- **Document extract**:
Robert Santos III (born October 3, 1985) is an American professional racing driver from Franklin, Massachusetts. He graduated in 2004 from Tri-County Regional Vocational Technical High School. Santos, nicknamed "Bobby New England", is the grandson of Bobby Santos, a former modified racer.  His sister, Erica Santos, is also a racecar driver. He is the cousin of former University of New Hampshire quarterback Ricky Santos.

Early career 
Before stock cars, Santos was a successful midget racer. He raced in the Northeastern Midget Association, USAC, PRA Big Car, and ISMA.  He had the most wins of any driver in the USAC National Midget Tour in 2006, collecting five wins, including a win at O'Reilly Raceway Park on the Night Before the 500. He was signed to Bill Davis Racing.

ARCA career 
In 2006, Santos made his stock car debut at Iowa Speedway for Bill Davis Racing in the #02 Dodge. He started 10th and finished 6th.  Bobby returned to ARCA in 2007 for Bill Davis, now in a Toyota Camry. He won Toyota's first stock car pole at USA International Speedway in Lakeland, Florida.  While leading the race, he was involved in an incident with a lapped car and did not finish. He returned at Nashville Superspeedway, but had a mid-pack run. At Kansas Speedway, Bobby started second, but a blown engine relegated him to another DNF.  Santos broke his dry spell at Kentucky Speedway when he started fourth and finished third, behind Erik Darnell and Erin Crocker.  Santos placed third in the next race at Kentucky, as well.  The third-generation racer won a pole at Pocono Raceway in early August and qualified fifth at Talladega Superspeedway, but was unable to back up either with a strong finish.

- **Input for this task**:
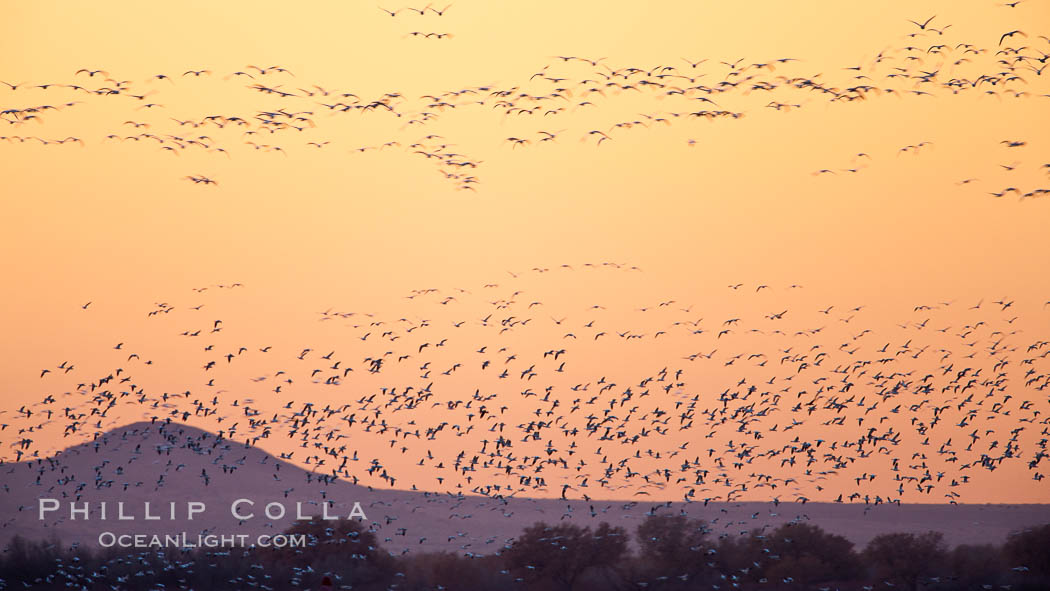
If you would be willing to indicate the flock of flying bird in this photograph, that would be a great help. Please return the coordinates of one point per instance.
(300, 114)
(490, 392)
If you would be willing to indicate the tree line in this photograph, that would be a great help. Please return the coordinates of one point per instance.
(667, 552)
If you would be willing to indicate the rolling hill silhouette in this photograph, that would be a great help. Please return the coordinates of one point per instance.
(169, 465)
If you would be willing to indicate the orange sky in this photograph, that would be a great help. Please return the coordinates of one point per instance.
(696, 205)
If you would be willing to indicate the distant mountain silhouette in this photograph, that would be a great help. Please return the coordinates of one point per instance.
(165, 463)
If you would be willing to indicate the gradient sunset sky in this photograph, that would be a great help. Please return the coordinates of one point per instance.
(685, 207)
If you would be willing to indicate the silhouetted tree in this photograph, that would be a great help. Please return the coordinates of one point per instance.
(560, 554)
(671, 550)
(906, 558)
(1029, 549)
(972, 567)
(801, 554)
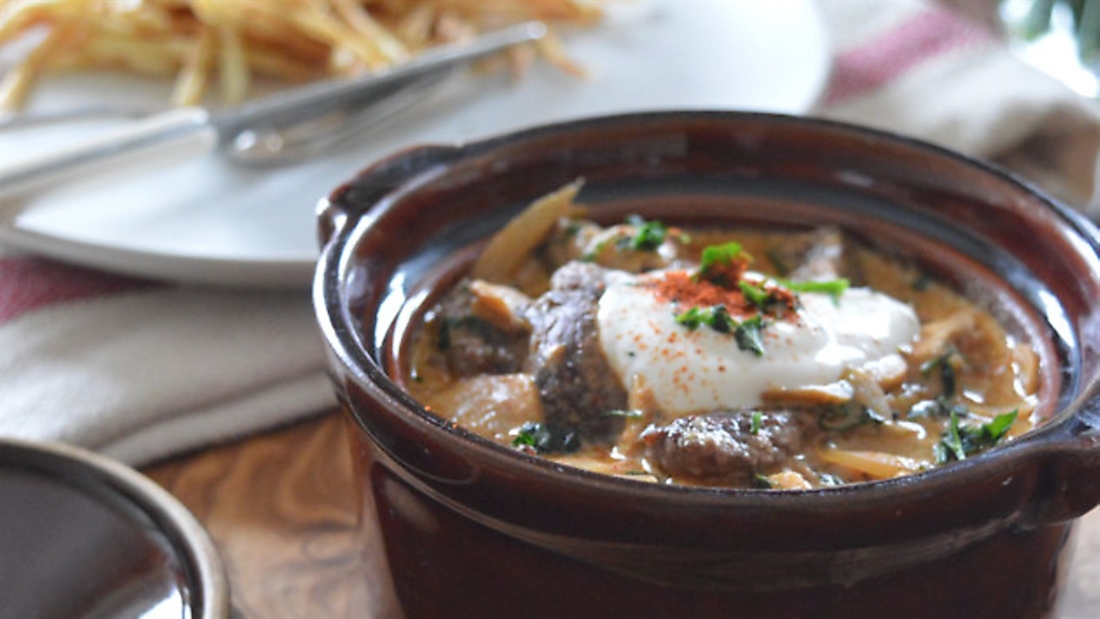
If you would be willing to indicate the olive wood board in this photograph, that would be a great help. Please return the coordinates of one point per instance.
(281, 511)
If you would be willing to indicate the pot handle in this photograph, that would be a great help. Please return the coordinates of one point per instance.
(1071, 468)
(352, 200)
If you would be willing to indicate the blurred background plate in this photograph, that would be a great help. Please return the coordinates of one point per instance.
(216, 222)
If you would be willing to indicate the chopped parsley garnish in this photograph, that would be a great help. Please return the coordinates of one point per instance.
(650, 234)
(543, 439)
(718, 255)
(716, 318)
(756, 295)
(959, 442)
(747, 333)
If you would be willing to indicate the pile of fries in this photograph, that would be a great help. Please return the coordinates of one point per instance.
(221, 46)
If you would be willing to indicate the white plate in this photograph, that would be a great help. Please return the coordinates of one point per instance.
(215, 222)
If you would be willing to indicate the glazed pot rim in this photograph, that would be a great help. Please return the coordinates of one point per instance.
(85, 472)
(1077, 418)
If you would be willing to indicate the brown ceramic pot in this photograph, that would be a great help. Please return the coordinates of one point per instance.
(84, 535)
(473, 529)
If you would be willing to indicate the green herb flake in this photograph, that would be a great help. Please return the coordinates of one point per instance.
(756, 295)
(959, 442)
(721, 255)
(543, 439)
(749, 335)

- **Given instruction A**: List every racetrack named in the text about Robert Santos III.
- **Given instruction B**: Show every line of the records that contains the string "tree", treating case as significant.
The text about Robert Santos III and the records have nothing to do with each other.

- **Correct answer A**:
O'Reilly Raceway Park
Iowa Speedway
USA International Speedway
Nashville Superspeedway
Kansas Speedway
Kentucky Speedway
Pocono Raceway
Talladega Superspeedway

- **Correct answer B**:
If you would be willing to indicate the tree line in this photograph, that would be a great help. Please return the coordinates of one point per instance.
If you would be willing to indicate the silhouetted tree in this photograph, that would be a great help. Please return the coordinates of one point per instance.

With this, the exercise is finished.